DOCUMENT SECTION
Below is an attempt to build and train a bi-directional Long Short-Term Memory (LSTM) model for mapping text to SQL. This baseline approach works by identifying an SQL template for the question, then predicting appropriate words to fill slots in the template.

## Data Exploration

This dataset contains natural language questions and corresponding SQL queries about course information at the University of Michigan.
Some questions were collected from the department Facebook page and others were written by students familiar with the database, instructed to write questions they might ask an academic advisor. The authors of the dataset manually labeled the questions with SQL. 

In [1]:
import pandas as pd
import numpy as np

import dynet as dy
from collections import Counter
from tqdm import tqdm
import pickle
import random
import json
import sys

In [2]:
advising = pd.read_json('txt2sql-data/advising.json')
advising.head()

Unnamed: 0,query-split,sentences,sql,variables
0,test,"[{'question-split': 'train', 'text': 'Can unde...",[SELECT DISTINCT COURSEalias0.ADVISORY_REQUIRE...,"[{'example': 'EECS', 'location': 'sql-only', '..."
1,train,"[{'question-split': 'test', 'text': 'What 's t...","[SELECT DISTINCT COURSEalias0.DEPARTMENT , COU...","[{'example': 'MDE', 'location': 'both', 'name'..."
2,test,"[{'question-split': 'test', 'text': 'Can I tak...",[SELECT COUNT( * ) > 0 FROM COURSE AS COURSEal...,"[{'example': '370', 'location': 'both', 'name'..."
3,test,"[{'question-split': 'test', 'text': 'Can you s...","[SELECT DISTINCT COURSEalias0.DEPARTMENT , COU...","[{'example': 'EECS', 'location': 'both', 'name..."
4,test,"[{'question-split': 'train', 'text': 'Who usua...","[SELECT COUNT( INSTRUCTORalias0.NAME ) , INSTR...","[{'example': 'EECS', 'location': 'both', 'name..."


In [3]:
print('Sample Question:')
advising['sentences'][2][1]

Sample Question:


{'question-split': 'test',
 'text': 'Am I able to take department0 number0 and department0 number1 in the same semester ?',
 'variables': {'department0': 'RCIDIV', 'number0': '316', 'number1': '224'}}

In [4]:
print('Sample SQL:')
advising['sql'][2]

Sample SQL:


['SELECT COUNT( * ) > 0 FROM COURSE AS COURSEalias0 , COURSE AS COURSEalias1 , COURSE_OFFERING AS COURSE_OFFERINGalias0 , COURSE_OFFERING AS COURSE_OFFERINGalias1 WHERE COURSE_OFFERINGalias1.SEMESTER = COURSE_OFFERINGalias0.SEMESTER AND COURSEalias0.COURSE_ID = COURSE_OFFERINGalias0.COURSE_ID AND COURSEalias0.DEPARTMENT = "department0" AND COURSEalias0.NUMBER = number0 AND COURSEalias1.COURSE_ID = COURSE_OFFERINGalias1.COURSE_ID AND COURSEalias1.DEPARTMENT = "department0" AND COURSEalias1.NUMBER = number1 AND ( NOT ( ( COURSEalias1.COURSE_ID = COURSE_PREREQUISITEalias0.COURSE_ID AND COURSEalias0.COURSE_ID = COURSE_PREREQUISITEalias0.PRE_COURSE_ID ) OR ( COURSEaliasr02.COURSE_ID = COURSE_PREREQUISITEalias0.PRE_COURSE_ID AND COURSEalias1.COURSE_ID = COURSE_PREREQUISITEalias0.COURSE_ID ) ) ) ;']

## Data Preprocessing

The first step of the process is to identify the variable names, SQL template, and complete sql statements for all the data in the dataset.

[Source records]
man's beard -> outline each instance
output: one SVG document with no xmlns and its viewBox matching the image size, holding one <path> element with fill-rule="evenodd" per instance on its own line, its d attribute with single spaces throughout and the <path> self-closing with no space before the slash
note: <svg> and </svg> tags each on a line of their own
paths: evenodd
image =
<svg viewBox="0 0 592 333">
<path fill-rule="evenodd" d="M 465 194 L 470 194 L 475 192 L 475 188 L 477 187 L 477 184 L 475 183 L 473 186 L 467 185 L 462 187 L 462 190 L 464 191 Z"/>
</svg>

--

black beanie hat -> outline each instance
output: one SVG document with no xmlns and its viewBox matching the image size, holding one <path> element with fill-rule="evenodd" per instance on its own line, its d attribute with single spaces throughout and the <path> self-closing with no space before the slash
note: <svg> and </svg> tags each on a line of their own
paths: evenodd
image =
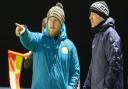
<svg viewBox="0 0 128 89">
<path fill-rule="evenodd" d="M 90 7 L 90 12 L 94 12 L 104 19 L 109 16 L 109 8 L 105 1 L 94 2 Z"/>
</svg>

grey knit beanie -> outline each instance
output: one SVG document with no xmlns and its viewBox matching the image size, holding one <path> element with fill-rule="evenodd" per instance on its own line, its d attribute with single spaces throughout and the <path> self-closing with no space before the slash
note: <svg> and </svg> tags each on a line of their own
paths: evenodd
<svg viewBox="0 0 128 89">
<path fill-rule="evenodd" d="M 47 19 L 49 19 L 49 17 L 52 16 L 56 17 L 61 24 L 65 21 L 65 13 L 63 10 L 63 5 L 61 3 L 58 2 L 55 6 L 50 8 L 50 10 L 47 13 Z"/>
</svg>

...

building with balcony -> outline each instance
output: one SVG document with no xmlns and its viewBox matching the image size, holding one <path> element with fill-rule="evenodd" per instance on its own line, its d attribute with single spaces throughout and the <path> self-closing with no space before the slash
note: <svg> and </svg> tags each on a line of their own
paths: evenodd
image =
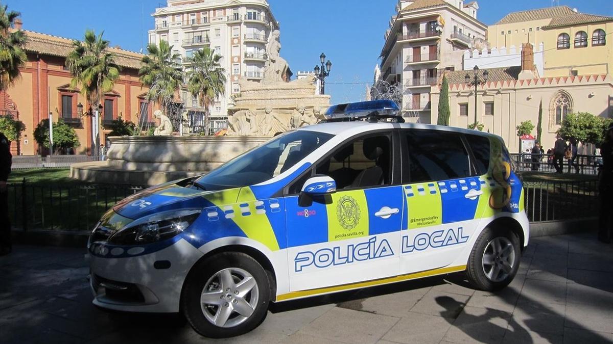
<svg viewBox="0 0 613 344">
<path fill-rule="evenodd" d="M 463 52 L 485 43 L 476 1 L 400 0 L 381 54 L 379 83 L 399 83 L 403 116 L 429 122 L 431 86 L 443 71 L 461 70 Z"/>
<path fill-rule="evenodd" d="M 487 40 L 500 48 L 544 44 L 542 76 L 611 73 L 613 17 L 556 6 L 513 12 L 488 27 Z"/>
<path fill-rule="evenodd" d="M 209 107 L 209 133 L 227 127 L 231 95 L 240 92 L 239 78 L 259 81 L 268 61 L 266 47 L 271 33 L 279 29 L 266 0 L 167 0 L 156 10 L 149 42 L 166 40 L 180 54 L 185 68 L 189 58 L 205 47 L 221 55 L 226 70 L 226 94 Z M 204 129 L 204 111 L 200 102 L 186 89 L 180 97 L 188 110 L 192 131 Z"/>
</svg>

DIRECTION
In the text-to-SQL notebook excerpt, who labeled the dataset's questions with SQL, and how? The listing plays no part in what is asked here.

FINAL RESULT
The authors of the dataset labeled them manually.